### Dataset records
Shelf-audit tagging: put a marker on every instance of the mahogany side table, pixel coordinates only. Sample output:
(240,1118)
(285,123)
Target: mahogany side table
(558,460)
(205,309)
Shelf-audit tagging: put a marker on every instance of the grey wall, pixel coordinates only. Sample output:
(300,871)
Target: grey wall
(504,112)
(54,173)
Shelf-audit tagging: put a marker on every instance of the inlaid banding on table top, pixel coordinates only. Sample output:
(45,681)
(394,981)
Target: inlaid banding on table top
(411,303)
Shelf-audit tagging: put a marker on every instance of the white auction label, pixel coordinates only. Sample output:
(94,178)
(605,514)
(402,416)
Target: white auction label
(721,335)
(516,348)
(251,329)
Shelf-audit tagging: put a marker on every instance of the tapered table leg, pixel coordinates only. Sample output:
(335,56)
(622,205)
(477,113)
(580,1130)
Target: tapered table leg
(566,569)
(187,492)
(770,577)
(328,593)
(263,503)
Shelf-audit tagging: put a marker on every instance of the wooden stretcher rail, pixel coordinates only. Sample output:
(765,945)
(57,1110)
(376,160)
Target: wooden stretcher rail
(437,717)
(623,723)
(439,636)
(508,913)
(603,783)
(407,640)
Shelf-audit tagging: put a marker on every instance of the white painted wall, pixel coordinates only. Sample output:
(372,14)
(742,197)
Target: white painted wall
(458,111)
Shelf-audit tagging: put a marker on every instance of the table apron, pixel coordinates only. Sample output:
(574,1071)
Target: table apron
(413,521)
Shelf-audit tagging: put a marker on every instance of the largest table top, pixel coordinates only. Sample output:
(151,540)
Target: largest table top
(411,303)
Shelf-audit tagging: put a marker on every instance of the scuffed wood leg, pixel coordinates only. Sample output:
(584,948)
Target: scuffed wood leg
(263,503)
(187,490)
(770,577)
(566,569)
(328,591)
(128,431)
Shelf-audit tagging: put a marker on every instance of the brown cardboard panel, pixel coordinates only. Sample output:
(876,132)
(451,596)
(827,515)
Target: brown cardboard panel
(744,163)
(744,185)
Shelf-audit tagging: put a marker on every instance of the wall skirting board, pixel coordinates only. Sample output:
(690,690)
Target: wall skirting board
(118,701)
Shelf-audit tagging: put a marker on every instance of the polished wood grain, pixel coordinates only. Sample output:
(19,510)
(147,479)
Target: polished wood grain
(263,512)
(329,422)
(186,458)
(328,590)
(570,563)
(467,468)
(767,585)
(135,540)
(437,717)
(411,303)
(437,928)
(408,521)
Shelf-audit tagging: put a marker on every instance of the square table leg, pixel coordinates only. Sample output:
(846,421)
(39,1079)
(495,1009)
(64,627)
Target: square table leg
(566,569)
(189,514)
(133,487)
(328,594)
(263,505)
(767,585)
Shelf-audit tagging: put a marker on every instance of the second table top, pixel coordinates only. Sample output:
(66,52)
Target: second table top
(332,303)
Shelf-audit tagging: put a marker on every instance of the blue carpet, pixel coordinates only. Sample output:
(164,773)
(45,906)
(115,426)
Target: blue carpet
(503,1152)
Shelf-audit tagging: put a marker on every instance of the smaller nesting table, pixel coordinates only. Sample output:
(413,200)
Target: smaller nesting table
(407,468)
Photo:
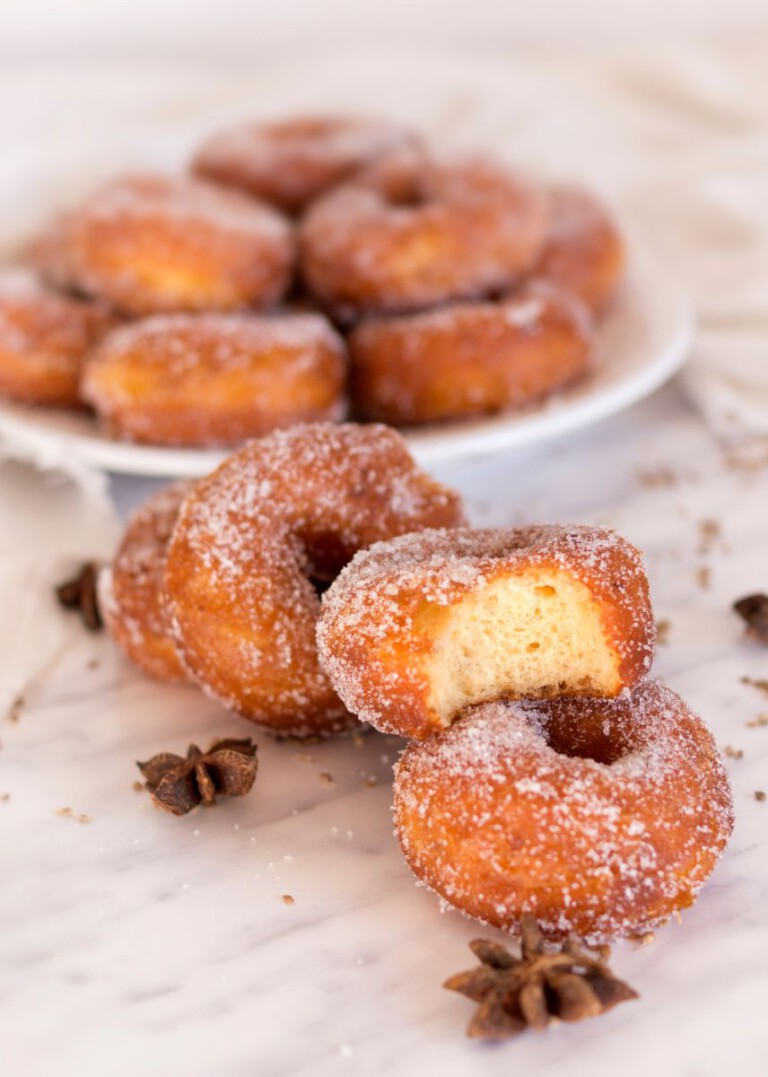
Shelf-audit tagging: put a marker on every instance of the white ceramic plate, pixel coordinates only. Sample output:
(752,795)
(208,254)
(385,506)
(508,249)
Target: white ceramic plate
(641,344)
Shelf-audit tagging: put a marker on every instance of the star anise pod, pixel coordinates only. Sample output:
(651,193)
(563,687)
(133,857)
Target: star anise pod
(179,784)
(754,611)
(80,593)
(544,983)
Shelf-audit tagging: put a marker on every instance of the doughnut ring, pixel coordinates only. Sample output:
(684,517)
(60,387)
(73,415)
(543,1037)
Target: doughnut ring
(129,590)
(289,163)
(215,379)
(153,243)
(584,252)
(601,817)
(43,340)
(409,233)
(417,629)
(469,359)
(282,512)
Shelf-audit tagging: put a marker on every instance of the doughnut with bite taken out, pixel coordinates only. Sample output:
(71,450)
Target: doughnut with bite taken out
(601,817)
(416,629)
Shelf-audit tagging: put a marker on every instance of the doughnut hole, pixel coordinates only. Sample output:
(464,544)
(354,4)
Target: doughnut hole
(536,634)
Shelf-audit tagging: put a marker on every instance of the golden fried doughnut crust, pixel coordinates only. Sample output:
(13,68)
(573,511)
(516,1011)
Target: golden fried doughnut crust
(43,340)
(283,511)
(291,162)
(154,243)
(417,629)
(215,379)
(412,232)
(469,359)
(601,817)
(584,252)
(130,598)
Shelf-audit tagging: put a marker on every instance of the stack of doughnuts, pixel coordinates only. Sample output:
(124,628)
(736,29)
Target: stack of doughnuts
(545,773)
(318,578)
(306,270)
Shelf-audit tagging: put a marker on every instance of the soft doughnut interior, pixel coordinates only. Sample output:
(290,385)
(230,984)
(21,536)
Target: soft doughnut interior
(538,633)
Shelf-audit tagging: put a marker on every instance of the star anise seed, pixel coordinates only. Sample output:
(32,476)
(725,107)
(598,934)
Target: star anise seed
(180,783)
(754,611)
(544,983)
(80,593)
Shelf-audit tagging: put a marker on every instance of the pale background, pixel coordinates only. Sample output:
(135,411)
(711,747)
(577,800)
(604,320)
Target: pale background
(242,30)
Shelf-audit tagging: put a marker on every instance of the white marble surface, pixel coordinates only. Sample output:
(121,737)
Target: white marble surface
(136,942)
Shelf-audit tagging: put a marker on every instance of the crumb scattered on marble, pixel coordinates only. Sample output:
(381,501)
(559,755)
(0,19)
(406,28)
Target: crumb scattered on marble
(762,719)
(79,816)
(654,477)
(710,531)
(759,683)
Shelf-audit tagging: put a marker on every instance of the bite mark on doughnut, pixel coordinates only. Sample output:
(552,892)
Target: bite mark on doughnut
(539,633)
(418,628)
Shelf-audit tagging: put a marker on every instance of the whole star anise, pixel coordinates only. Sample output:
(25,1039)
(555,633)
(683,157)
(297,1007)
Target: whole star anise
(80,593)
(754,611)
(532,990)
(179,784)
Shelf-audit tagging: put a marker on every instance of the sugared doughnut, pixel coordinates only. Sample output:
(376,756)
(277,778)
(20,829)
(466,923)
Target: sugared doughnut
(130,599)
(601,817)
(215,379)
(43,339)
(417,629)
(281,512)
(412,232)
(154,243)
(291,162)
(469,359)
(584,252)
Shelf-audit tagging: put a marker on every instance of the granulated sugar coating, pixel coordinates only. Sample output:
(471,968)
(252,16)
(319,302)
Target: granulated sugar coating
(413,231)
(599,817)
(469,358)
(215,378)
(43,339)
(130,598)
(291,162)
(285,509)
(584,252)
(417,629)
(152,243)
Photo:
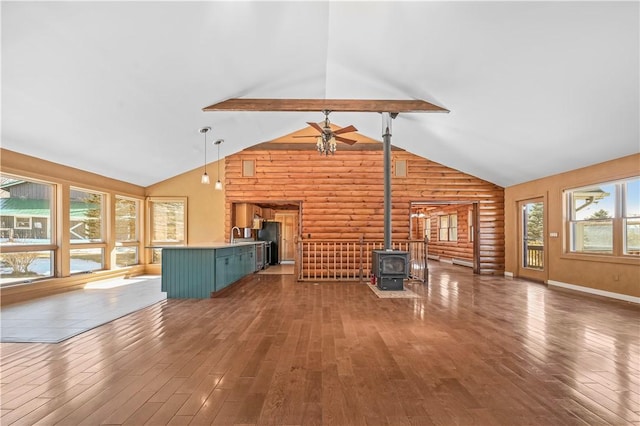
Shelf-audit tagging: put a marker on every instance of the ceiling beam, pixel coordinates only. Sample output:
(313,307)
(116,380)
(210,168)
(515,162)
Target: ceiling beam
(337,105)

### Requirements
Set the data above down again exactly as given, with no pictures.

### Complete response
Shelf-audit tagging: put a marker on every instance of the mahogany side table, pixel coordinates only. Sample output:
(240,1118)
(285,123)
Target: mahogany side table
(558,460)
(205,309)
Shelf-audit tagging: put a marker on every instance of the grey wall, pixel coordinates only. Sample output:
(300,871)
Target: grey wall
(504,112)
(54,173)
Shelf-audit tagging: put a marker on every instance of the inlaid banding on table top, pixel coordinates only. Sample output:
(45,681)
(394,981)
Target: inlaid banding on table top
(411,303)
Shelf-audit tagging: put a marker on every instance of the white auction label, pixel coordinates only. Sample output:
(94,178)
(605,514)
(402,416)
Target: white auction label
(721,335)
(516,348)
(251,329)
Shelf-audit tagging: put a marker on every instance of the tapered table leg, pixel coordinates only. Sample output:
(335,56)
(622,205)
(477,113)
(580,1130)
Target: tapered table leg
(566,569)
(187,492)
(770,577)
(328,593)
(263,503)
Shelf-audit tagging: put a marker on every instance of the wooden stretcher rail, pixel coordinates only. Sample output:
(765,945)
(57,1110)
(376,160)
Target: wooden stretcher rail
(437,717)
(623,723)
(439,636)
(508,913)
(603,783)
(407,640)
Shelf-audit tagging: put a marker on every instance of the white painted wall, pixel coordinates only. Sample output:
(372,14)
(742,197)
Target: white painted wall
(458,111)
Shelf-audit tagging: put a marker on every instance of the table apron, pixel coordinates only. Sample output:
(574,1071)
Target: table apron
(413,521)
Shelf-audit tagging: put a marker on every instance of the largest table top, pixel coordinates only. Sample output:
(151,540)
Target: largest table top
(411,303)
Shelf-audit tagging: put a marker on every instance of the scuffed wood leg, pixel coordinates only. Sample output:
(584,948)
Target: scuffed wood leg
(263,503)
(187,490)
(770,577)
(566,569)
(328,591)
(128,431)
Shelf-audit tagging: put a marker on every instance of the brown cardboard panel, pixel coordinates only. Sample output:
(876,132)
(451,596)
(827,515)
Target: brown cardboard panel
(744,163)
(744,185)
Shelf-audit tagging: put a marker on every instance of the wall skirting board, pixel coordinates only. Sample output:
(690,690)
Target: wall skirting board
(118,701)
Shelf-audit tagging: put a marker on every instance of the polished wood grain, pixel coordinates only. Sample output:
(19,510)
(147,479)
Target: polished wood grain
(263,512)
(329,422)
(186,458)
(328,590)
(570,563)
(467,468)
(767,585)
(135,540)
(437,717)
(411,303)
(437,928)
(408,521)
Shelf-audit tagging: put a marker on every instance of the square table leg, pixel coordinates only. Sample output:
(846,421)
(39,1079)
(495,1009)
(64,627)
Target: square table leg
(566,569)
(189,514)
(133,487)
(328,594)
(263,505)
(767,585)
Shelf-audit tagging: put a marker on every instance of the second table top, pixel coordinates only. Sample output:
(66,52)
Target: second table top
(332,303)
Shelf-audit tagging: put a marker on every instance of the blue carpet, pixel coordinates only. Sample output:
(164,773)
(45,906)
(115,426)
Target: blue carpet
(503,1152)
Shelf-audit tagging: put a marker on every instance of the smaller nesting table, pixel coordinates only. Sample output:
(413,200)
Target: smaller nesting table
(407,468)
Photo:
Shelf-audit tagging: put a marker on every instance of the white ceramic plate, pixel coordinates only. Sample output:
(752,795)
(208,254)
(385,506)
(508,249)
Target: white ceramic plate
(641,344)
Shelf-audit tagging: put a marker on every instance of the star anise pod, pixel coordinates only. Sample output:
(651,193)
(563,687)
(133,857)
Target: star anise pod
(179,784)
(754,611)
(80,593)
(544,983)
Shelf-audit tagging: put a marker on every instance of the doughnut ring, pixel coordinates only. Sample output:
(684,517)
(60,387)
(73,415)
(543,1037)
Target: doughnut ring
(129,590)
(289,163)
(215,379)
(153,243)
(584,252)
(601,817)
(43,340)
(409,233)
(417,629)
(469,359)
(282,512)
Shelf-audit tagging: put a marker on every instance of the doughnut with bite taken out, pixel coordinates only. Sample output:
(71,450)
Target: doughnut with bite taken out
(601,817)
(416,629)
Shelf-audit tagging: put a marker on every instance of the doughnut hole, pixel coordinates only. Sample output:
(464,544)
(354,4)
Target: doughnut hole
(536,634)
Shelf-audit tagging: put a marker on every instance of the golden fried doughnut crust, pixel coordinates only. Sample output:
(13,68)
(573,511)
(516,1011)
Target: golden fried doughnut crust
(43,340)
(283,511)
(291,162)
(154,243)
(417,629)
(215,379)
(412,232)
(469,359)
(601,817)
(584,252)
(130,598)
Shelf-audit tagging: put a marker on every instance of the stack of doughnuts, pixel coordinates only. Sample output:
(124,628)
(736,29)
Target: stack of doughnuts
(545,773)
(318,578)
(306,270)
Shelf-audit tagging: put a marker on every instance of the soft doughnut interior, pixel coordinates only. Sample output:
(290,385)
(230,984)
(21,536)
Target: soft doughnut interior
(538,633)
Shelf-audit tagging: put a marker on every instance of the star anise seed, pixel coordinates only. Sample output:
(32,476)
(725,107)
(598,934)
Target: star anise seed
(180,783)
(754,611)
(544,983)
(80,593)
Shelf-audit tagging: put a marker on every instance of the pale background, pixel coordinates only. Sample output:
(135,411)
(711,747)
(577,800)
(604,320)
Target: pale background
(242,30)
Shelf-audit tagging: put a marker on every instance of the white marble surface, pixel coordinates only. Sample output:
(121,737)
Target: white marble surface
(136,942)
Shelf-audit tagging: put a marker on every instance of the crumb scattered on marble, pixel coordinates only. Sample output:
(381,501)
(559,755)
(0,19)
(406,28)
Target: crumb scattered on marble
(762,719)
(79,816)
(654,477)
(710,531)
(759,683)
Shelf-audit tagging: put a marker on every instance of the bite mark on doughnut, pixel coordinates only. Sample output:
(552,892)
Target: bite mark on doughnut
(539,633)
(418,628)
Shelf-audit tagging: put a marker on every instance of the whole star anise, pixel coordinates only. Sample output:
(25,1039)
(555,633)
(683,157)
(297,1007)
Target: whole star anise
(80,593)
(754,611)
(532,990)
(179,784)
Shelf-audit tagging: put a marker on every instance of the sugared doughnut, pixel coordinates only. Sample output:
(376,756)
(277,778)
(20,829)
(466,923)
Target: sugared doughnut
(130,599)
(601,817)
(215,379)
(43,339)
(417,629)
(281,512)
(412,232)
(154,243)
(291,162)
(469,359)
(584,252)
Shelf-audit tagging: put a marker on every instance of the granulated sugar coating, pixel coordinates only. Sample output:
(471,968)
(252,16)
(319,302)
Target: granulated sugar coating
(413,231)
(599,817)
(469,358)
(215,378)
(43,339)
(130,598)
(291,162)
(285,509)
(584,252)
(417,629)
(152,243)
Photo:
Shelf-audit tagging: put a marker on every instance of the ceiling beam, pixel coordinates only. Sample output:
(313,307)
(116,380)
(210,168)
(515,162)
Target: ceiling beam
(337,105)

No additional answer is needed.